EXTRACT PROVIDED>
▼▼▼

I have enjoyed Matthew McConaughey as an actor so when I saw he had a book out, Green Lights, I decided to give it a try. That was about three months ago. I waited and waited for the book from my online library and finally, it was my turn. So, was it worth the wait?
It was. It was funny and insightful.
I think I would have preferred actually reading it though. As I was writing this review I went on Amazon to get the links. I saw that these are a few of the pages from the book…
They look like a fun read with pictures and actual notes from his journals. I feel like I missed out a bit by listening instead of reading.
The book is a little of a where I got to be and him giving some advice on thinking things through. I’ll admit to feeling a little frustrated from time to time. In the book, he explains that he wanted more out of life than being a romantic comedy actor. So he waited it out for about two years before a different style of script came his way. That’s great and awesome if you have the financial ability to just live for two years with no income coming in but how many of us can do that?
He tries to make a point that we should decide what we want and wait it out to get what we want. That’s all nice and dandy for millionaires, but average American’s can’t do that. That’s why Nashville is filled with people with amazing voices that are waiting tables.
Maybe that was just me but I did get a “privileged” vibe now and then. Overall though, I still liked the book.
Here is what Amazon had to say:
“I’ve been in this life for fifty years, been trying to work out its riddle for forty-two, and been keeping diaries of clues to that riddle for the last thirty-five. Notes about successes and failures, joys and sorrows, things that made me marvel, and things that made me laugh out loud. How to be fair. How to have less stress. How to have fun. How to hurt people less. How to get hurt less. How to be a good man. How to have meaning in life. How to be more me.

▲▲▲

INFORMATION GIVEN>
▼▼▼

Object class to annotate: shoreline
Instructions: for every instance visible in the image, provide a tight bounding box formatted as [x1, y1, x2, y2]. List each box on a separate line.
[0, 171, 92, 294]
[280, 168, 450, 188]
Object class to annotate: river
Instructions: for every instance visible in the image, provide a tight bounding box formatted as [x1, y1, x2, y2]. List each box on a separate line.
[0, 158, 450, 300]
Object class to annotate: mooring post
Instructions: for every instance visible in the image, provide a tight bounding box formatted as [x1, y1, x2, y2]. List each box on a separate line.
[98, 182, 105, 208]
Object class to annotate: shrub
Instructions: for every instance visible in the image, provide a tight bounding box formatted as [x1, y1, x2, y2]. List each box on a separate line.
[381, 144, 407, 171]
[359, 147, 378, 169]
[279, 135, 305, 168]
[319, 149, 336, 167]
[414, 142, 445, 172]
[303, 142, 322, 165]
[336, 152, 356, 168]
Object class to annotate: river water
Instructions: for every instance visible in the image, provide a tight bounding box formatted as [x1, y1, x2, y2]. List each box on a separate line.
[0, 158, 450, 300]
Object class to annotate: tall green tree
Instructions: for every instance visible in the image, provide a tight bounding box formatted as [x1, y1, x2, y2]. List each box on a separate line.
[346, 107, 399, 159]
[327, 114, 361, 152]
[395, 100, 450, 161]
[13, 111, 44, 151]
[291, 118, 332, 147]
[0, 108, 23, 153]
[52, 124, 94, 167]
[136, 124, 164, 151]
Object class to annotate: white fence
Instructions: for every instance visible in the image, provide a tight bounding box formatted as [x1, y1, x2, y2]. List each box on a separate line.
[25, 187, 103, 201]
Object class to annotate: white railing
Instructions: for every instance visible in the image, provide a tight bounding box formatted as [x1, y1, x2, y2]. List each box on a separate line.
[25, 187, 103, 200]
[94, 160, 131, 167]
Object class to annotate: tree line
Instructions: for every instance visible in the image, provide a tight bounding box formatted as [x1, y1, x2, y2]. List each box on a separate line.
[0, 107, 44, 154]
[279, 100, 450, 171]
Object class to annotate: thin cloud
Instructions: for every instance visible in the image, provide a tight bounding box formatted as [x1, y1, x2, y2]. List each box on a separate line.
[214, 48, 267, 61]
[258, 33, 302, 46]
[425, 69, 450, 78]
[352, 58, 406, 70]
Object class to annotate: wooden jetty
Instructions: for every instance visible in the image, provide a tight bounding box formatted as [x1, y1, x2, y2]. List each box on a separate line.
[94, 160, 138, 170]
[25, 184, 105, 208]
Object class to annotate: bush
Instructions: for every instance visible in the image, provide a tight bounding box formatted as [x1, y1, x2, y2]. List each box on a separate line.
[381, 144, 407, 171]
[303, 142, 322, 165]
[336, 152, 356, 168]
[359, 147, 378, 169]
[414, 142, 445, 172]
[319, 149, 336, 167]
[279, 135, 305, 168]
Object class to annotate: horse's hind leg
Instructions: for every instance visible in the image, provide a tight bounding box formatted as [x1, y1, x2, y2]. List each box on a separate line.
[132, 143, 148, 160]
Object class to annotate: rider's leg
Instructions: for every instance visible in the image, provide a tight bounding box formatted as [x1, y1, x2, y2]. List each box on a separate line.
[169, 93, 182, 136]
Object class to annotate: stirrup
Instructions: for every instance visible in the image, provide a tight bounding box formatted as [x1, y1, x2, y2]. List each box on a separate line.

▲▲▲

CHECK YOUR UNDERSTANDING>
A: Write out the Green Lights review word for word, everything from "I have enjoyed" down to "instead of reading.".
B: Pick up the Green Lights review after its last sentence and carry it forward.

RESPONSES>
A:
I have enjoyed Matthew McConaughey as an actor so when I saw he had a book out, Green Lights, I decided to give it a try. That was about three months ago. I waited and waited for the book from my online library and finally, it was my turn. So, was it worth the wait?
It was. It was funny and insightful.
I think I would have preferred actually reading it though. As I was writing this review I went on Amazon to get the links. I saw that these are a few of the pages from the book…
They look like a fun read with pictures and actual notes from his journals. I feel like I missed out a bit by listening instead of reading.

B:
Recently, I worked up the courage to sit down with those diaries. I found stories I experienced, lessons I learned and forgot, poems, prayers, prescriptions, beliefs about what matters, some great photographs, and a whole bunch of bumper stickers. I found a reliable theme, an approach to living that gave me more satisfaction, at the time, and still: If you know how, and when, to deal with life’s challenges—how to get relative with the inevitable—you can enjoy a state of success I call “catching greenlights.”
So I took a one-way ticket to the desert and wrote this book: an album, a record, a story of my life so far. This is fifty years of my sights and seens, felts and figured-outs, cools and shamefuls. Graces, truths, and beauties of brutality. Getting away withs, getting caughts, and getting wets while trying to dance between the raindrops.
Hopefully, it’s medicine that tastes good, a couple of aspirin instead of the infirmary, a spaceship to Mars without needing your pilot’s license, going to church without having to be born again, and laughing through the tears.
It’s a love letter. To life.
It’s also a guide to catching more greenlights—and to realizing that the yellows and reds eventually turn green too.
Amazon readers gave the book 4.7 stars. I’ll be honest. I don’t usually read biography books so it’s a little bit harder to know what to judge the book by. I enjoyed it. It was a fun listen. If he has another book out, I’d likely listen to it too. So, with that, I’m saying 4.5.
There is some talk of drugs, partying, and a little sexual stuff. It wasn’t enough to scare me away or scar me for life. I wanted you to know in case you’re listening to the audio version and others are around.
If you want to give the book a try, you can find it HERE on Amazon.
3 thoughts on “What I’m Reading: Green Lights”
Hmmm…. I’m currently reading Jenna’s book. I’m usually not that into the whole “what famous people have to say” genre, so I’ll probably take a pass on his book, but I’ve found Jenna’s book good so far.
I was given a book written by an entertainer for my 50th birthday. This guy described his life at 50. I had liked his music, but after reading how he got where he was, I wasn’t impressed with him anymore. I didn’t even finish the book. So I stay away from biography and autobiographies. Thanks for sharing.
I guess I might be the exception to the rule…I really liked the book. I had listened to the audio book. I felt like he was sitting in the same room as he told stories of his life. I thought my husband would enjoy it, so I listened a second time on a long car ride.